* Prompt
Transcribe, word for word, the line containing "For every instance of the snake scale" and each line following it through the end of the listing below. Omit all other lines.

▬▬▬

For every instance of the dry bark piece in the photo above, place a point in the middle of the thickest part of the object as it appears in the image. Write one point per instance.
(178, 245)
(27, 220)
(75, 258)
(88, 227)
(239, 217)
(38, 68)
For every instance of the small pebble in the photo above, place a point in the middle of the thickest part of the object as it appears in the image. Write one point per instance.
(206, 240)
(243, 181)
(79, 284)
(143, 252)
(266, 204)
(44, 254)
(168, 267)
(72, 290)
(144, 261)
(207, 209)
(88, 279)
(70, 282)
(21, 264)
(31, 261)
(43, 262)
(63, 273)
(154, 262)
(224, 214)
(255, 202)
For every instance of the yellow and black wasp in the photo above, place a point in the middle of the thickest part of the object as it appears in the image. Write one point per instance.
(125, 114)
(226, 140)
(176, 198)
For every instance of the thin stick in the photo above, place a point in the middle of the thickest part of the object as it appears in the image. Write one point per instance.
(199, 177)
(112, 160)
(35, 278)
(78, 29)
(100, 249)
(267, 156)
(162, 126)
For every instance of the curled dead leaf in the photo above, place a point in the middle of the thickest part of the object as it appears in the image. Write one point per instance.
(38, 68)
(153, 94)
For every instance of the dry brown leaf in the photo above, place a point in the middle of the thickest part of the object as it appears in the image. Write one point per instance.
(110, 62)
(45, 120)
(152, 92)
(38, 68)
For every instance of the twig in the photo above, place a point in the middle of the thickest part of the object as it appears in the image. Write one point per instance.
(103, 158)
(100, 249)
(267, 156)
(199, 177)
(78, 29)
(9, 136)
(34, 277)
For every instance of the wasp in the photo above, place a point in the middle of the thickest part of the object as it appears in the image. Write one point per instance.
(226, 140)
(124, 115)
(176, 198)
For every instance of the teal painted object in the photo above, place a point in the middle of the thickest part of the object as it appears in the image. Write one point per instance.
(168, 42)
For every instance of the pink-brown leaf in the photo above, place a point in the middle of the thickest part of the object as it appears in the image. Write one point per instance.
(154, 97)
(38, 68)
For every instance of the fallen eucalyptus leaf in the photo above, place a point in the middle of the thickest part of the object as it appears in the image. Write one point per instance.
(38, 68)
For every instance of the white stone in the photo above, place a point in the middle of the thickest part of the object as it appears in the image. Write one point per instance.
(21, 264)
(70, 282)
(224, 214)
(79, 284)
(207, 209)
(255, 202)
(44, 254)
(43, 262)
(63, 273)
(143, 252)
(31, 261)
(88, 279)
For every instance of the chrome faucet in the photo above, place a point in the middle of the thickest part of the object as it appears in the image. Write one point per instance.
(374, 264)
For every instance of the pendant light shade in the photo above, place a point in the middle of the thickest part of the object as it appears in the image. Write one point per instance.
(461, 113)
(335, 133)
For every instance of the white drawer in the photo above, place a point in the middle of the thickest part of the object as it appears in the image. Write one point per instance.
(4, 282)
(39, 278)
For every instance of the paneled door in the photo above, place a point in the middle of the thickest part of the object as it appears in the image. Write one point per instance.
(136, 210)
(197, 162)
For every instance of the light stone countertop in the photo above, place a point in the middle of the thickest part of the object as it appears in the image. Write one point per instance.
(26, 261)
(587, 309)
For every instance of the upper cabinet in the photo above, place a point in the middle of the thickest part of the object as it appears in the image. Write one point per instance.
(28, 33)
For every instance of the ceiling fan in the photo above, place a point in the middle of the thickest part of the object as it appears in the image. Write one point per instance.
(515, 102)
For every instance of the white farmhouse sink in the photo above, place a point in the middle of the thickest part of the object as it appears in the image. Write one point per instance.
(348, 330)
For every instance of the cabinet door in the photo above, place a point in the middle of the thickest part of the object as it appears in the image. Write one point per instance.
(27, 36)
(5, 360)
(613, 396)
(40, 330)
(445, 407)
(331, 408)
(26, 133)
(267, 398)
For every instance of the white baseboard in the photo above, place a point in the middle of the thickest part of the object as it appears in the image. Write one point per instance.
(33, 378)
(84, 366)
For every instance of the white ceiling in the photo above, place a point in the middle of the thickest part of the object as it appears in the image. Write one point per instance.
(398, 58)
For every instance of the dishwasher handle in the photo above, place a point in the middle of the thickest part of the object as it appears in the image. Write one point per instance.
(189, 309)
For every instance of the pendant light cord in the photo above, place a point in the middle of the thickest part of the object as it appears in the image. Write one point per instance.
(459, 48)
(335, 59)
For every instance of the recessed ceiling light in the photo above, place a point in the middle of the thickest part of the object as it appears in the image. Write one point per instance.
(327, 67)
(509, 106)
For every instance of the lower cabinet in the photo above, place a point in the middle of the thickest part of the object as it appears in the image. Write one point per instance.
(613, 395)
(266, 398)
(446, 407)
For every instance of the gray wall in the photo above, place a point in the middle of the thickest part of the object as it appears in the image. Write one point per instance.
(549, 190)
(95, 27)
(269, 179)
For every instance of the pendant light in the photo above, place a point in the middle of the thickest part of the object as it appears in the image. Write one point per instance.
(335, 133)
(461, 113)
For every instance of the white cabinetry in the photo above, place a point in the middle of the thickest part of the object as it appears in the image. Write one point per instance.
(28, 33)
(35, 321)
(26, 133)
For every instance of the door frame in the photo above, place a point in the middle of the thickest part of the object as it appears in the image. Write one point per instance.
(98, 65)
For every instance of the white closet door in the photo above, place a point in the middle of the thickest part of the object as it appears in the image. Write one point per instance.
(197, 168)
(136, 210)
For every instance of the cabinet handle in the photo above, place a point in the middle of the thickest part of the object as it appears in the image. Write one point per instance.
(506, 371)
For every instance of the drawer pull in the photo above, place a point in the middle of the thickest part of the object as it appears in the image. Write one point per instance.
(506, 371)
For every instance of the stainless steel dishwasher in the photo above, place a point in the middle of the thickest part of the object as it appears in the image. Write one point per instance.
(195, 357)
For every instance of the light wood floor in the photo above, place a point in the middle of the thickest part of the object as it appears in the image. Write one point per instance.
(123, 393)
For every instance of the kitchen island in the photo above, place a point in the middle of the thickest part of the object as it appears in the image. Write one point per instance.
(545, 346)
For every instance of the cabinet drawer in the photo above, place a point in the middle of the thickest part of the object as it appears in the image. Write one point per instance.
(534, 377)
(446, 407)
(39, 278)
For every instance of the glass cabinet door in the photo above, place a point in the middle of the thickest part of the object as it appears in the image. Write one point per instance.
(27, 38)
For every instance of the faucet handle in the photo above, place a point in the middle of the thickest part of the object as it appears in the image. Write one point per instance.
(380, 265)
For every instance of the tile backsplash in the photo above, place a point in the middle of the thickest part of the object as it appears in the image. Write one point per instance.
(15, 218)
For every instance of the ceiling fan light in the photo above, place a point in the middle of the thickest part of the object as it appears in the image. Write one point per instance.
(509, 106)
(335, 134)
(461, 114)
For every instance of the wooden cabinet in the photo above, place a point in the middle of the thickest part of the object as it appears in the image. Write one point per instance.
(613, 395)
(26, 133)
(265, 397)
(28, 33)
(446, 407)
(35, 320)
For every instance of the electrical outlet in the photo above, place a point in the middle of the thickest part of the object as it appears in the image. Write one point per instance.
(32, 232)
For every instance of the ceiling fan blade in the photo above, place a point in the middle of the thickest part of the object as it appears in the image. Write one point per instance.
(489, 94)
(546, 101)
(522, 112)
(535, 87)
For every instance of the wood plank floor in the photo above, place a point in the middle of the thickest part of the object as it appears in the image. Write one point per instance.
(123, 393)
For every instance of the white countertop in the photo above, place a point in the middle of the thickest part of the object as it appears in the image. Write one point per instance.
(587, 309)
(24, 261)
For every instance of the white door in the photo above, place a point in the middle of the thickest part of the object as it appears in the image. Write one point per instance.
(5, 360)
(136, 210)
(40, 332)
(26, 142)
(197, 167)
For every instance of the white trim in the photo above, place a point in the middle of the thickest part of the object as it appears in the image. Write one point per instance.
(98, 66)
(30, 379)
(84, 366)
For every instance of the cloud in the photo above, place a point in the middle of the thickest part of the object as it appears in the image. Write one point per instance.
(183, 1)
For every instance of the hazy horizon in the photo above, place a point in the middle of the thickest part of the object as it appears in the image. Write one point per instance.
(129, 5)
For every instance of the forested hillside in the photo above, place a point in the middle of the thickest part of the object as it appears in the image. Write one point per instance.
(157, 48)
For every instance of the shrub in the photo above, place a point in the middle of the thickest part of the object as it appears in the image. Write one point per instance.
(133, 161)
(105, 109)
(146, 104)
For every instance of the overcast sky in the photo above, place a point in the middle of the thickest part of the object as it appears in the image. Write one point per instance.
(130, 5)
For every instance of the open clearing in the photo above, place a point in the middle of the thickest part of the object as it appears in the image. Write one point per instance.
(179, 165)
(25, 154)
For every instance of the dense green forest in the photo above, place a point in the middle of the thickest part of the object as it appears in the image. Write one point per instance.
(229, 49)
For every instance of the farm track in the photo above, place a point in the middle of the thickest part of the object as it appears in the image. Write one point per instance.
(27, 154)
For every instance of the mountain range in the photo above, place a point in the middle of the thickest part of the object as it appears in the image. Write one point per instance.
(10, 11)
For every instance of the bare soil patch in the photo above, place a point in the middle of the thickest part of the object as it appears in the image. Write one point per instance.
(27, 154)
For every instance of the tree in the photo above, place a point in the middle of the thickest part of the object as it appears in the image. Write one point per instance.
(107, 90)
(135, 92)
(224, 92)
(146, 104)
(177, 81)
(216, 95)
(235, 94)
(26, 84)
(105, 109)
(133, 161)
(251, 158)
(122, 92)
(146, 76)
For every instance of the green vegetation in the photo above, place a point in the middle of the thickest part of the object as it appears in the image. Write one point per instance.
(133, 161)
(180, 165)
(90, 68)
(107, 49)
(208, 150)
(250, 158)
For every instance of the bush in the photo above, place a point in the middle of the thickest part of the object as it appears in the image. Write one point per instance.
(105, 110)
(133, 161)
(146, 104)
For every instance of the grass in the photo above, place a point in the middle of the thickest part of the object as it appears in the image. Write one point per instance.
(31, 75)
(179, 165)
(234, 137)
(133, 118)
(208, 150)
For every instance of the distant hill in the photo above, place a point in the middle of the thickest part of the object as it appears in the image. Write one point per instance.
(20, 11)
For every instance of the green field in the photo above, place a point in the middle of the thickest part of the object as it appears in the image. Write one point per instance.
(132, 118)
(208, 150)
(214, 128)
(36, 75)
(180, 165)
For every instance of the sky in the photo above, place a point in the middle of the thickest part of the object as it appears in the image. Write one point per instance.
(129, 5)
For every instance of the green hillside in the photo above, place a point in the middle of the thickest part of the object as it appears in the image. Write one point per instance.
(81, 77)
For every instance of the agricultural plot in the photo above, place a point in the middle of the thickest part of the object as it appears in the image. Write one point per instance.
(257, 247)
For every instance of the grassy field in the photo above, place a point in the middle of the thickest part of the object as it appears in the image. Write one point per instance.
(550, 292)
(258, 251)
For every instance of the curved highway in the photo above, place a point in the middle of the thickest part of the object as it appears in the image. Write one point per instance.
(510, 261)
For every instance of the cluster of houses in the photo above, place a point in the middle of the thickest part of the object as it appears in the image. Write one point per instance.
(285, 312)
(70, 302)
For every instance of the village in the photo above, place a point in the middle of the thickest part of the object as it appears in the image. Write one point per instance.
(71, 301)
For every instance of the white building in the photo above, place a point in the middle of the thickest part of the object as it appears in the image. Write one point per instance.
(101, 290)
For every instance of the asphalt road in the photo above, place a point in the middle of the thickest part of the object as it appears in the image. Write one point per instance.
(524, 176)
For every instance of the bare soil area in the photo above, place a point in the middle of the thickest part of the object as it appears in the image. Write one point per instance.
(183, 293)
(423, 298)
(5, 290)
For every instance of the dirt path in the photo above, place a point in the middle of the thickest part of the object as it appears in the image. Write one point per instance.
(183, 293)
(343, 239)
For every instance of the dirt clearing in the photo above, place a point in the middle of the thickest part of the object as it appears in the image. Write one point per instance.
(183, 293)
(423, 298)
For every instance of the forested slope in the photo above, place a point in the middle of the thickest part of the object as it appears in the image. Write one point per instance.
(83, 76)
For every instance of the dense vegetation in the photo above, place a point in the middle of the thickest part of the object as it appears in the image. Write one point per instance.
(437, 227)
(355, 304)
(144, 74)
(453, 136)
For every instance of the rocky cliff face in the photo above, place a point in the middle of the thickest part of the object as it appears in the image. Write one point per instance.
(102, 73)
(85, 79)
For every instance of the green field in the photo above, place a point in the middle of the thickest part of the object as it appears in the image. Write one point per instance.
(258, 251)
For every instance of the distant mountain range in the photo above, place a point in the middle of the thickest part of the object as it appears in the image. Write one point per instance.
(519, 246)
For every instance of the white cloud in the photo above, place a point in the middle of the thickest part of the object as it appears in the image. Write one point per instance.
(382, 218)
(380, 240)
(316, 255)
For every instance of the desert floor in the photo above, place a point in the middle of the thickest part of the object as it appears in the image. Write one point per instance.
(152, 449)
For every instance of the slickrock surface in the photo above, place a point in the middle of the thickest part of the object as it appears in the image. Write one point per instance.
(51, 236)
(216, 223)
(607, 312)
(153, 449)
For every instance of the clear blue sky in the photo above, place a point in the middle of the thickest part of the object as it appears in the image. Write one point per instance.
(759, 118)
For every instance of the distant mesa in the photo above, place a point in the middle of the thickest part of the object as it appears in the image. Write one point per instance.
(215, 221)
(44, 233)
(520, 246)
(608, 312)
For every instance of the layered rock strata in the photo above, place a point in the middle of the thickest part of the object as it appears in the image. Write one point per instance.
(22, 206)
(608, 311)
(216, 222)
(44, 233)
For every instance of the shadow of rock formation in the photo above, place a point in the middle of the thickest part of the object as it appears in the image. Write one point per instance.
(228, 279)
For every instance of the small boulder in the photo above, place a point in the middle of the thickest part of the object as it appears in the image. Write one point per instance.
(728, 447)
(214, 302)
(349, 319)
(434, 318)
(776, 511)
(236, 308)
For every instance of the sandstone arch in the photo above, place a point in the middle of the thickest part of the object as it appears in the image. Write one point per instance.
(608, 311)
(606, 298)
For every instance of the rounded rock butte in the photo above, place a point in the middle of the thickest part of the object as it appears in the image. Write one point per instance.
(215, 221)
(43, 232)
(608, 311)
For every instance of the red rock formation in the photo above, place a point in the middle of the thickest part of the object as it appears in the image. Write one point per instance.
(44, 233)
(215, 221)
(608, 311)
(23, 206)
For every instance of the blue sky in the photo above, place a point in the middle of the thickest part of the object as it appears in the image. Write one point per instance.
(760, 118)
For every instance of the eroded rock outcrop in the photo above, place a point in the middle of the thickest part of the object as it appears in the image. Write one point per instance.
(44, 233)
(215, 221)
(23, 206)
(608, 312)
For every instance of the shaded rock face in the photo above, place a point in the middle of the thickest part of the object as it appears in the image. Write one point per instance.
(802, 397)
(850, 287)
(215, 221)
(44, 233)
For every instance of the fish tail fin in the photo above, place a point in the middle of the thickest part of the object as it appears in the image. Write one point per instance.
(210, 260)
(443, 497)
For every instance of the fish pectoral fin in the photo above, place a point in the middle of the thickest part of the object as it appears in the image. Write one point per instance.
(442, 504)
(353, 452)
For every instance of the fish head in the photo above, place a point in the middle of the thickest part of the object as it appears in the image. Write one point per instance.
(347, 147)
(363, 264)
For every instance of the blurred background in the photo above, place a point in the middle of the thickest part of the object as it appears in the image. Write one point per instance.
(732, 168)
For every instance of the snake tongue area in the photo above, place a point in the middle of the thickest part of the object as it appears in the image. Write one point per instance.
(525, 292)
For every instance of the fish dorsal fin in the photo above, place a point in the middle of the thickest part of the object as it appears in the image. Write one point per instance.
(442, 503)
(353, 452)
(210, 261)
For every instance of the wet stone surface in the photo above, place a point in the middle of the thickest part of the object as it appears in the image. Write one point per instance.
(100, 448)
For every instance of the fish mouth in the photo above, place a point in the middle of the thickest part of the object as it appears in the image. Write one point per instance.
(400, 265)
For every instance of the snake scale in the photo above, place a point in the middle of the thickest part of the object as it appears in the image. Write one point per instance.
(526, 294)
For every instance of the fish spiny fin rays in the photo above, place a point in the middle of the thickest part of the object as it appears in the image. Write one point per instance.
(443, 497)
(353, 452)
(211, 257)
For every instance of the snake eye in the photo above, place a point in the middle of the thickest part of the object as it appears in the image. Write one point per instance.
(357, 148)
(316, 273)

▬▬▬

* Written response
For every instance of the snake scale in the photo above, place a point in the middle of the thickest part of the object as it appears in the image. Write one point per instance.
(526, 294)
For every instance of the fish spiny fin rays in the photo above, place a point in the middle of the thickest part of the object as it appears in the image. Write one point per instance.
(443, 497)
(353, 452)
(211, 257)
For every instance of the snake eye in the photo above, place a point in the middle of the thickest part of the object as it appears in the image. Write one point per instance.
(357, 148)
(316, 273)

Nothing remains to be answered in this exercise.